Send back the records in full, character for character.
━━━
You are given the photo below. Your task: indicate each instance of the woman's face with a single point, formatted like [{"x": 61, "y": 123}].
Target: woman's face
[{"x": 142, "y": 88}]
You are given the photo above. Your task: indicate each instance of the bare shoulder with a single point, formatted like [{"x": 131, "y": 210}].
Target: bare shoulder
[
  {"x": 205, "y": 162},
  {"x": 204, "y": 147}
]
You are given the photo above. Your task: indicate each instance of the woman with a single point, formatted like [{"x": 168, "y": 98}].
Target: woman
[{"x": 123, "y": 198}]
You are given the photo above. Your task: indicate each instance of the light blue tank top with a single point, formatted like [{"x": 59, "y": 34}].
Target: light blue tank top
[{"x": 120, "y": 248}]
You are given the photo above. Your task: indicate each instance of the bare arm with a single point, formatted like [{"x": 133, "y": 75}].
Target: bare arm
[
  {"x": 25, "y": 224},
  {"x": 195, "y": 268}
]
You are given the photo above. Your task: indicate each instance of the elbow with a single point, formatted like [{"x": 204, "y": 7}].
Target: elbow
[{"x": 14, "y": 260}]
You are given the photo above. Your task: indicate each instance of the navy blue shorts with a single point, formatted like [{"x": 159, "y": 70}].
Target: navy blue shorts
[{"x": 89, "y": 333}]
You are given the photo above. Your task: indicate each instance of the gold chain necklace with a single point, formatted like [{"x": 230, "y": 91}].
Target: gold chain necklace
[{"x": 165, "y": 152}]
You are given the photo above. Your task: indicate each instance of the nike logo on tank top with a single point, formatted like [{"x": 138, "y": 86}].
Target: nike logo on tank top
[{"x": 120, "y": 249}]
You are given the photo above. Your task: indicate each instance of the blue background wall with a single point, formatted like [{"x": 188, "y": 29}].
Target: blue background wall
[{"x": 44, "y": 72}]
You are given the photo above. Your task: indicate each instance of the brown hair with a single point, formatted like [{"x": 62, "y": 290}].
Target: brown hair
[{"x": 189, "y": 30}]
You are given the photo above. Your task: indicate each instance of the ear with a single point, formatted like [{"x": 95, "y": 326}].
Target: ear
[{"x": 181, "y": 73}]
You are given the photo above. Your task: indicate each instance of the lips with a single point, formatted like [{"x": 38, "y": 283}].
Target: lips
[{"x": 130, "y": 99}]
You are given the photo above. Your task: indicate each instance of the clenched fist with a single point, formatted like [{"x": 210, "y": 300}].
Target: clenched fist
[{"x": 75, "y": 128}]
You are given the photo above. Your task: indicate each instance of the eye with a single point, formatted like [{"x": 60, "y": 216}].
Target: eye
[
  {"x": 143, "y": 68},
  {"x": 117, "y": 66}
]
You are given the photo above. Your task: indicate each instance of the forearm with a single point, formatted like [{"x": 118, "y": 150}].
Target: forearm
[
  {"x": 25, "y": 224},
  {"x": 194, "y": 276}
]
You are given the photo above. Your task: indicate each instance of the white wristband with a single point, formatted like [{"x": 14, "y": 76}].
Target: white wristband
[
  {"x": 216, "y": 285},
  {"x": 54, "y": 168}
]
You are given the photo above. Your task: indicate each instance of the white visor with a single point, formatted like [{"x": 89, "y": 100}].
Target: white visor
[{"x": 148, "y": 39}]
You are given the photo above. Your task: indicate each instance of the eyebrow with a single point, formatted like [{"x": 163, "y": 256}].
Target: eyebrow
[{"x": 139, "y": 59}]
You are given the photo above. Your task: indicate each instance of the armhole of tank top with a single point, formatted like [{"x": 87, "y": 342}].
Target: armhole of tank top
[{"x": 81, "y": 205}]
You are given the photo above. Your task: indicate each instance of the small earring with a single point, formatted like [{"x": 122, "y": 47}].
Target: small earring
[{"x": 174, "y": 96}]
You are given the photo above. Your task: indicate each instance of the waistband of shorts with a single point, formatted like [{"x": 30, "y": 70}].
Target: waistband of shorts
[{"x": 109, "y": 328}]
━━━
--- Solution for this task ---
You are given the photo below. Your task: indicate each instance of the woman's face with a single point, formatted like [{"x": 61, "y": 123}].
Target: woman's face
[{"x": 142, "y": 88}]
You are given the photo above. Your task: indicate each instance of the bare shoulder with a single point, formatted like [{"x": 131, "y": 210}].
Target: bare shoulder
[
  {"x": 205, "y": 162},
  {"x": 204, "y": 147}
]
You are given the photo above. Your task: indicate each instance of the woman with a single point, formatted like [{"x": 168, "y": 98}].
Target: woman
[{"x": 123, "y": 198}]
You are given the photo above. Your task: indicate each instance of the light blue tank top with a single point, formatted like [{"x": 59, "y": 34}].
Target: light blue tank top
[{"x": 120, "y": 248}]
You are given the photo above. Your task: indicate each instance of the bare arm with a single point, formatted like [{"x": 133, "y": 75}].
Target: bare arm
[
  {"x": 25, "y": 224},
  {"x": 195, "y": 268}
]
You are given the photo above. Your task: indicate each instance of the elbow with a single point, formatted like [{"x": 204, "y": 7}].
Target: elbow
[{"x": 14, "y": 260}]
You are given the photo above. Your task: indicate each instance of the navy blue shorts with a single point, formatted like [{"x": 159, "y": 70}].
Target: navy blue shorts
[{"x": 89, "y": 333}]
You are given the photo above. Your task: indicate each instance of the gold chain necklace with a single point, formatted like [{"x": 230, "y": 91}].
Target: gold chain necklace
[{"x": 165, "y": 152}]
You are given the photo above. Your task: indicate each instance of the nike logo on tank top with a single point, formatted like [{"x": 138, "y": 86}].
Target: nike logo on tank top
[{"x": 120, "y": 249}]
You are given the photo above. Your task: indicate each instance of the blue background wall with a single point, formatted like [{"x": 188, "y": 29}].
Target: blue background wall
[{"x": 44, "y": 72}]
You are given the photo above. Your task: indicate each instance of the brown hair with a single point, formatted like [{"x": 62, "y": 290}].
Target: brown hair
[{"x": 189, "y": 30}]
You are given the photo above. Your task: indicate each instance of the ear with a single point, formatted like [{"x": 95, "y": 326}].
Target: ear
[{"x": 181, "y": 73}]
You are given the photo above. Your task: indicate each instance of the lips with a single point, formatted like [{"x": 38, "y": 283}].
Target: lips
[{"x": 130, "y": 99}]
You are given the photo above. Your task: indicate each instance of the clenched fist with a single point, formatted like [{"x": 210, "y": 300}].
Target: clenched fist
[{"x": 75, "y": 128}]
You are given the photo above. Your task: indicate each instance of the eye with a single point, formatted like [{"x": 60, "y": 216}].
Target: eye
[
  {"x": 143, "y": 68},
  {"x": 117, "y": 66}
]
You are given the photo above. Your task: indicate each instance of the forearm with a single point, formatted like [{"x": 118, "y": 150}].
Target: forearm
[
  {"x": 25, "y": 224},
  {"x": 194, "y": 276}
]
You are given the photo above. Your task: indicate each instance of the white wristband with a single point, formatted like [{"x": 14, "y": 76}].
Target: white wristband
[
  {"x": 216, "y": 285},
  {"x": 54, "y": 168}
]
You are given the photo above. Your task: indicate each instance of the white visor with a single point, formatted like [{"x": 89, "y": 100}].
Target: white visor
[{"x": 148, "y": 39}]
You are given the photo above. Your task: indicate each instance of the eyebrow with a single point, formatted like [{"x": 163, "y": 256}].
Target: eyebrow
[{"x": 139, "y": 59}]
You are given the photo above. Your task: indicate each instance of the armhole of tank top with a single point, formatted like [{"x": 87, "y": 342}].
Target: armhole of tank top
[{"x": 81, "y": 205}]
You are given the photo above. Your task: indicate each instance of the small earring with a single point, formatted like [{"x": 122, "y": 47}].
Target: small earring
[{"x": 174, "y": 96}]
You are given the photo above. Your task: indicate each instance of the waistband of shorts with a single point, formatted like [{"x": 30, "y": 70}].
Target: waistband of shorts
[{"x": 109, "y": 328}]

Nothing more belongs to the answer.